(Named object pointing entries)
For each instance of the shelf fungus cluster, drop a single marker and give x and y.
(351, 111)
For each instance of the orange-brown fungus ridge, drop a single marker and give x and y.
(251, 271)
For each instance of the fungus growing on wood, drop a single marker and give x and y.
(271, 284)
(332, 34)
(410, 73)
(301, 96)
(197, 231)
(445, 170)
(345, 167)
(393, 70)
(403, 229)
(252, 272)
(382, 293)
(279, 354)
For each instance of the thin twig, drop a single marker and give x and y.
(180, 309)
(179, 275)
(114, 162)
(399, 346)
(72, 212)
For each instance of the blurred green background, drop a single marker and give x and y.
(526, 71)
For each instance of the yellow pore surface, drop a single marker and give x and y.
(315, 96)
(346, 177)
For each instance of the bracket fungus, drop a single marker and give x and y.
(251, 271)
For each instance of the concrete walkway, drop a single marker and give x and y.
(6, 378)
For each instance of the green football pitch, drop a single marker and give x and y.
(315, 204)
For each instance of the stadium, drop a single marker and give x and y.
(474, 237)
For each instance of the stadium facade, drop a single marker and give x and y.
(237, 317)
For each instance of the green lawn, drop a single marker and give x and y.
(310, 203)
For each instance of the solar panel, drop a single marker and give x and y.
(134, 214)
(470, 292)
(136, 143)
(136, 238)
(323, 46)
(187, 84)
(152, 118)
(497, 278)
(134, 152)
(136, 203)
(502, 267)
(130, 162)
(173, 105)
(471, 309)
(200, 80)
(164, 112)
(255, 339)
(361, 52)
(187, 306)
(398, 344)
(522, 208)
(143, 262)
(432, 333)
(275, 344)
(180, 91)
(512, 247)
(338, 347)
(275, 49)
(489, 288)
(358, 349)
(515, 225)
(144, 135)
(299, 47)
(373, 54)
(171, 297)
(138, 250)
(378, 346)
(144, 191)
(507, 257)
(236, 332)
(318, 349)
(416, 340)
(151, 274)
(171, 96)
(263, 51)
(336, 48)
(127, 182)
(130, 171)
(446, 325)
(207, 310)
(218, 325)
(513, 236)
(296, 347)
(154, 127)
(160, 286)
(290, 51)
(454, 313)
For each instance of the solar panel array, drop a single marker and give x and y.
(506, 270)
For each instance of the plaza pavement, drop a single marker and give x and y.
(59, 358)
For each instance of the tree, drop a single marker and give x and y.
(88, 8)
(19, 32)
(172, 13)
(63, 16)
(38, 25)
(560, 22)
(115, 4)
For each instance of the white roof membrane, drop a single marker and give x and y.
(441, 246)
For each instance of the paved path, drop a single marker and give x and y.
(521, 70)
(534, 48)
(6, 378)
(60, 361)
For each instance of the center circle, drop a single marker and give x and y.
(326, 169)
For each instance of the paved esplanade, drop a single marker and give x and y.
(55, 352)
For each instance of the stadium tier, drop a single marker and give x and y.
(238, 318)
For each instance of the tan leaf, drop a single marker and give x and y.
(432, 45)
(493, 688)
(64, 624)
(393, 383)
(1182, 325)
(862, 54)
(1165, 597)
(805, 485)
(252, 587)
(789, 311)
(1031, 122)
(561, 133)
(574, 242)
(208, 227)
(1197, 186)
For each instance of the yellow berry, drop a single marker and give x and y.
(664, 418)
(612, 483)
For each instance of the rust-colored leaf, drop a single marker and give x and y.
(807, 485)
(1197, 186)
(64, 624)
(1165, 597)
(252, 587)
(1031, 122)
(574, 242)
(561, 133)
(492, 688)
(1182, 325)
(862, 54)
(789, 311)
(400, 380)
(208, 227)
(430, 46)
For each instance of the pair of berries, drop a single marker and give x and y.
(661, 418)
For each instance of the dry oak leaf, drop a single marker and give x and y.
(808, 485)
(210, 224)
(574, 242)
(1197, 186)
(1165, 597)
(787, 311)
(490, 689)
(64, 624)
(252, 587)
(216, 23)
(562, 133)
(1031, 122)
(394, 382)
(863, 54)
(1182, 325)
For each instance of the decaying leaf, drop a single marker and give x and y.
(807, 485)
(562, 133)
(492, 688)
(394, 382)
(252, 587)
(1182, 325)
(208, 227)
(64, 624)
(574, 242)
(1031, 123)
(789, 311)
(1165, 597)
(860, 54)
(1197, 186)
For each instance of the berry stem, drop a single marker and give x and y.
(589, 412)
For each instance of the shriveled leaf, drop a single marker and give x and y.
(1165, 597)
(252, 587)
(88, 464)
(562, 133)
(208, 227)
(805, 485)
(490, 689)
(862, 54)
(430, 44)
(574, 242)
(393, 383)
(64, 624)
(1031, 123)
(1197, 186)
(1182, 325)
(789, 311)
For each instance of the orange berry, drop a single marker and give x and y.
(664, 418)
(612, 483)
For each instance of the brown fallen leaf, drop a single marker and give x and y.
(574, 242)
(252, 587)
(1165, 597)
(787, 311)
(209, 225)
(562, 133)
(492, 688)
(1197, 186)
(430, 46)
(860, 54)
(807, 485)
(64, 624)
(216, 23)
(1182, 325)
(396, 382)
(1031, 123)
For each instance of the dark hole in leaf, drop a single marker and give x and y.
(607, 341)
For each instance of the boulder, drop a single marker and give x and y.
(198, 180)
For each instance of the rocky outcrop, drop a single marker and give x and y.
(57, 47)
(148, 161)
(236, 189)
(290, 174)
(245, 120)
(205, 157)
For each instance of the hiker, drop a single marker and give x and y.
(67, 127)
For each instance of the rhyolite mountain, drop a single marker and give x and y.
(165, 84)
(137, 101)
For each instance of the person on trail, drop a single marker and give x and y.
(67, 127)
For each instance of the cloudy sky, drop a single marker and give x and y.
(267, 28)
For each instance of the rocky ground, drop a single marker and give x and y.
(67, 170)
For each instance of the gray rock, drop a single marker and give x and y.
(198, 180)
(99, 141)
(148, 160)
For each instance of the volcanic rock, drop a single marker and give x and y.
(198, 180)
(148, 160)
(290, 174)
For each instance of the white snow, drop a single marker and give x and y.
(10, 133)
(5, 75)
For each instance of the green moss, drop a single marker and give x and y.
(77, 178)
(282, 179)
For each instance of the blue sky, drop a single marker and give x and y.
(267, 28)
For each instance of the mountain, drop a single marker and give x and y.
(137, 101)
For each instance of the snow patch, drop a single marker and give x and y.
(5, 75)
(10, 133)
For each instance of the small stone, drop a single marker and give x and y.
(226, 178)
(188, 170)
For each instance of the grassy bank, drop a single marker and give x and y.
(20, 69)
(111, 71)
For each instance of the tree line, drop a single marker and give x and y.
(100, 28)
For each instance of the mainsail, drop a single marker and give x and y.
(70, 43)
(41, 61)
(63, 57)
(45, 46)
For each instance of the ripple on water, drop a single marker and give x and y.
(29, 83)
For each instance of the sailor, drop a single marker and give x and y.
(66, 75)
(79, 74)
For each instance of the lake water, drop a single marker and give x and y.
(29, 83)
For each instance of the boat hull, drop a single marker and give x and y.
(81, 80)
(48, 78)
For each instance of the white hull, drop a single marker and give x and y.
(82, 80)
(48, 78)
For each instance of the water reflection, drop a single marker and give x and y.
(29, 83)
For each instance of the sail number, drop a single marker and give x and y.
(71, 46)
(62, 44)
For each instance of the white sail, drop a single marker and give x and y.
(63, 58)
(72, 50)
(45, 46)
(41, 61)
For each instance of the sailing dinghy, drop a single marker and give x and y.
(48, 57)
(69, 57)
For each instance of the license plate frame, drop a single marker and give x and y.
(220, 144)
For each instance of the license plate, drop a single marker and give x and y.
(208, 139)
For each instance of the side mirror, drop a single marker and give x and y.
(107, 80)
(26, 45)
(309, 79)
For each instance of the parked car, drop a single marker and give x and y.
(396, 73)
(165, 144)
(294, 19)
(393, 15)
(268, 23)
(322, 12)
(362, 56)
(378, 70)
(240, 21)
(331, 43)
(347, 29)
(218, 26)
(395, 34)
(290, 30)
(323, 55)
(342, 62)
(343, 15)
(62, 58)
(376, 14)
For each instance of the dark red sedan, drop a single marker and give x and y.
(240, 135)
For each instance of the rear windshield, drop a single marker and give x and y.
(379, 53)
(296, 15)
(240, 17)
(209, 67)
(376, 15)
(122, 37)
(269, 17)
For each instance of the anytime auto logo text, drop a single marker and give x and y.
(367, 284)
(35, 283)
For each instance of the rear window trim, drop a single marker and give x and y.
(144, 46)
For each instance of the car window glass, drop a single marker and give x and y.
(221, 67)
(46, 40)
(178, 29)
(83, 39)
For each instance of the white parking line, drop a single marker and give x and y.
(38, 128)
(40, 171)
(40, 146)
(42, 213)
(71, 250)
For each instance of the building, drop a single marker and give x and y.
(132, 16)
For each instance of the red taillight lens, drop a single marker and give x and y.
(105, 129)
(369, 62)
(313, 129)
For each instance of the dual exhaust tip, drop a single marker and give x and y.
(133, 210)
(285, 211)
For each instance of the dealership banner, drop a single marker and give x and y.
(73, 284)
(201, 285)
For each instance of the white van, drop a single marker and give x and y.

Work to do => Beginning with the line that contains "For each instance of the car", repeat every line through the end of the records and nothing more.

Expected output =>
For each instance of the car window glass, drop a single marker and give x and y.
(221, 67)
(46, 40)
(178, 29)
(83, 39)
For each instance of the white parking line, drop a single marker and give x and y.
(38, 128)
(40, 171)
(40, 146)
(42, 213)
(71, 250)
For each instance of the building, drop a single marker and give x and y.
(132, 16)
For each instance of the red taillight lens, drop a single marker and give x and y.
(105, 129)
(369, 62)
(313, 129)
For each instance of the dual exhaust tip, drop a single marker and give x and y.
(133, 210)
(285, 211)
For each instance of the dealership banner, drop a single marker and give x and y.
(73, 284)
(201, 285)
For each instance of the white van, drop a single marker and give x and y.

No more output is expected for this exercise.